» **What you will do**
• a. According to the Edelberg v. Monogram opinion, how much advance notice must the builder or developer give the buyer before withdrawing escrowed funds?
• b. Rewrite the passage of the Edelberg v. Monogram opinion from "The conditions under" to "to the buyer.", putting "interest-bearing" in place of "interest bearing".
• c. Write the next part of the Edelberg v. Monogram opinion, picking up after its last sentence.

» **Excerpt to read**

Edelberg v. Monogram Building & Design
This text of 630 So. 2d 1227 (Edelberg v. Monogram Building & Design) is published on Counsel Stack Legal Research, covering District Court of Appeal of Florida primary law. Counsel Stack provides free access to over 12 million legal documents including statutes, case law, regulations, and constitutions.
Opinion
Herbert and Judith Edelberg entered into a contract with Monogram Building & Design for the construction of a residence. For the convenience of Monogram, closing of the transaction took place before completion of construction. To ensure proper compliance with the construction contract, a portion of the purchase price was placed in escrow with Gary Dunay and the firm of Broad and Cas-sel. It is alleged that at some point, due to financial reverses, the Edelbergs attempted to withdraw from the transaction. Monogram considered this a default and so notified the Edelbergs, indicating its intention to withdraw the escrowed funds. The Edel-bergs sought a temporary injunction to prevent release of the funds. The trial court denied the request for injunction as an inappropriate remedy in an action involving only the right to money or money damages. The escrow deposit was released to Monogram. Subsequently the escrow agents, who are the appellees in this case, moved for summary judgment which was granted. The Edel-bergs appealed.
The conditions under which a buyer’s deposit may be released to a seller where there has been less than full performance by both parties is controlled by statute. Section 501.-1375(7), Florida Statutes (1989), provides in relevant part:
RELEASE OF DEPOSIT MONEYS. Funds in an interest bearing escrow account shall be released without the signature of both the building contractor or developer and the buyer only under the following conditions: (c) If the buyer properly terminates the contract pursuant to its terms, the funds, including accrued interest, shall be paid to the buyer.
(d) If the buyer defaults in the performance of his obligations under the contract of purchase and sale, the funds shall be paid to the building contractor or developer together with any interest earned, in the following manner: The builder or developer may, upon default of the buyer to comply with the terms and conditions of the written contract between the parties, and if the builder or developer is not in default, withdraw any funds being held in escrow pursuant to said written agreement. In order to make such withdrawal, the builder or developer shall send written notice by certified mail to the buyer of his intention to make said withdrawals at least 72 hours prior to the intended time of withdrawal. After this 72-hour period, the builder or developer, upon presentation to the escrow holder of a withdrawal slip and the passbook, if any, together with an affidavit certifying that the buyer is in default and that the builder or developer is not in default, may withdraw the escrowed funds. The escrow holder, upon receipt of these items, shall release the funds to the builder or developer. The escrow holder shall not be liable for the release of the funds pursuant to this subsection.

» **Record excerpts**
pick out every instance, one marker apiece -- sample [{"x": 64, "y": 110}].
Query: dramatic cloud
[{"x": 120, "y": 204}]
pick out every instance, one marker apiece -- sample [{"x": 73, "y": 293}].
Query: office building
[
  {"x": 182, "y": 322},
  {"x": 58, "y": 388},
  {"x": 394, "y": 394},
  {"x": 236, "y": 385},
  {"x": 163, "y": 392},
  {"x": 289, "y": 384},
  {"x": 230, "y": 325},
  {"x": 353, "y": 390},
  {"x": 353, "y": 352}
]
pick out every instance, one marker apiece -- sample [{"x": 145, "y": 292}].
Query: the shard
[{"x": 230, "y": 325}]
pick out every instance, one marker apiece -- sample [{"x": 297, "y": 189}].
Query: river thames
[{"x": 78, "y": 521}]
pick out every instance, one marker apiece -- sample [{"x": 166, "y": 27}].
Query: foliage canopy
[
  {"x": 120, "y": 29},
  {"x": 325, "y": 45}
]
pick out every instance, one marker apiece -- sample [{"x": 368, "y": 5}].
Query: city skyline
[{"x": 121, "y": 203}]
--
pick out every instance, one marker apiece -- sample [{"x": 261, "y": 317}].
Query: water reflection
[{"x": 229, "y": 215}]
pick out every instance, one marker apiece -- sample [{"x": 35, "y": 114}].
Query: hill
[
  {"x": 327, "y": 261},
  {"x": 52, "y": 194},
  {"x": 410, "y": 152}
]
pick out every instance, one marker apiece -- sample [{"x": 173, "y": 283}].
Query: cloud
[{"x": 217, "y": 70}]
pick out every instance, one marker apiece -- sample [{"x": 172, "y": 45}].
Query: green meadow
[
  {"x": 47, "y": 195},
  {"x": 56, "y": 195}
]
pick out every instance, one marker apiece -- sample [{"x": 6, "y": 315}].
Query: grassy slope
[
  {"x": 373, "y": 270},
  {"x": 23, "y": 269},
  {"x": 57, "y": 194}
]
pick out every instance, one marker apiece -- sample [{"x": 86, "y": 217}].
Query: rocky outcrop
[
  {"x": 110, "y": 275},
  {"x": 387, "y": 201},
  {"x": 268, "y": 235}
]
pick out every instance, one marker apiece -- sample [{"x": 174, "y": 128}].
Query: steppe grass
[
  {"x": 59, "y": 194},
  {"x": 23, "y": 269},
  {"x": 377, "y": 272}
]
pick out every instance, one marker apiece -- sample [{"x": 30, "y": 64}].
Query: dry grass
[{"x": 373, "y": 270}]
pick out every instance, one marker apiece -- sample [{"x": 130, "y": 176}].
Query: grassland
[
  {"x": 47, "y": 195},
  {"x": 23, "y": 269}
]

» **Per-task answers**
• a. At least 72 hours.

• b.
The conditions under which a buyer’s deposit may be released to a seller where there has been less than full performance by both parties is controlled by statute. Section 501.-1375(7), Florida Statutes (1989), provides in relevant part:
RELEASE OF DEPOSIT MONEYS. Funds in an interest-bearing escrow account shall be released without the signature of both the building contractor or developer and the buyer only under the following conditions: (c) If the buyer properly terminates the contract pursuant to its terms, the funds, including accrued interest, shall be paid to the buyer.

• c.
The trial court interpreted this statute as permitting release of the escrowed funds at the expiration of the seventy-two hour period where the notice requirement had been met and the seller had furnished the escrow agent with an affidavit certifying that the buyer was in default. The trial court’s order granting summary judgment contains the following statement:' “The court finds that the statute does not require that the buyer actually be in default or that there be a judicial determination of the buyer’s default prior to the release of the escrowed funds by the escrow agent.” This statement represents an incorrect interpretation of the statute. The mechanism for release of escrow funds under circumstances such as those existing in the present case is established by subsection (d) which, in turn, is premised on the conditional phrase: “If the [1229]*1229buyer defaults....” The statute does not say nor do we take it to mean: “If the seller certifies that the buyer is in default_” In other words, the triggering event is an actual default, not merely an affidavit that there has been a default. Thus, the trial court was in error.
It is apparently conceded that at no time have the Edelbergs been given a meaningful hearing on the issue of whether or not they were in default under the contract. The statute requires that the seller give the buyer seventy-two hours notice of intention to withdraw escrowed funds. The sufficiency of notice in the present case is uncontested. The question, then, is whether the statute by necessary implication requires that the buyer, upon making appropriate application, must be afforded an opportunity to be heard. We have no hesitancy in giving an affirmative response to that question.
It is now axiomatic that before the owner of property may be deprived of its possession there must be a meaningful opportunity to be heard at a meaningful time. Fuentes v. Shevin, 407 U.S. 67, 92 S.Ct. 1983, 32 L.Ed.2d 556 (1972). As we said in Antuna v. Dawson, 459 So.2d 1114, 1117 (Fla. 4th DCA 1984), “[t]he opportunity to be heard must be full and fair not merely colorable or illusive.”
In the case at bar a meaningful hearing would have been one in which the buyers were given an opportunity to present any defenses that they may have had to the seller’s claim that they were in default under the terms of the contract. Because the buyers and the seller do not agree on whether the actual contract (as opposed to the written contract) provided that buyers’ obligation to purchase and pay was contingent upon the buyers being able to obtain satisfactory financing, that issue must necessarily be tried and resolved before the ultimate question of whether the buyers were in default can be decided. A hearing which provides buyers with the opportunity to present their evidence and argument on these issues and any other defenses they may have would satisfy the requirement of a meaningful hearing.
The second requirement of Fuentes and its progeny is that the hearing be afforded “at a meaningful time.” Our cursory review of the legislative history leads us to conclude that the statute governing escrow deposits was an attempt to protect consumers from financial disaster resulting from the bankruptcy or other failure of developers and building contractors. That being so “a meaningful time” must surely require that the hearing, which we have said is mandated by the language and spirit of the statute, precede release of the funds to the seller. Any other interpretation would frustrate the purpose of the statute. We therefore so hold.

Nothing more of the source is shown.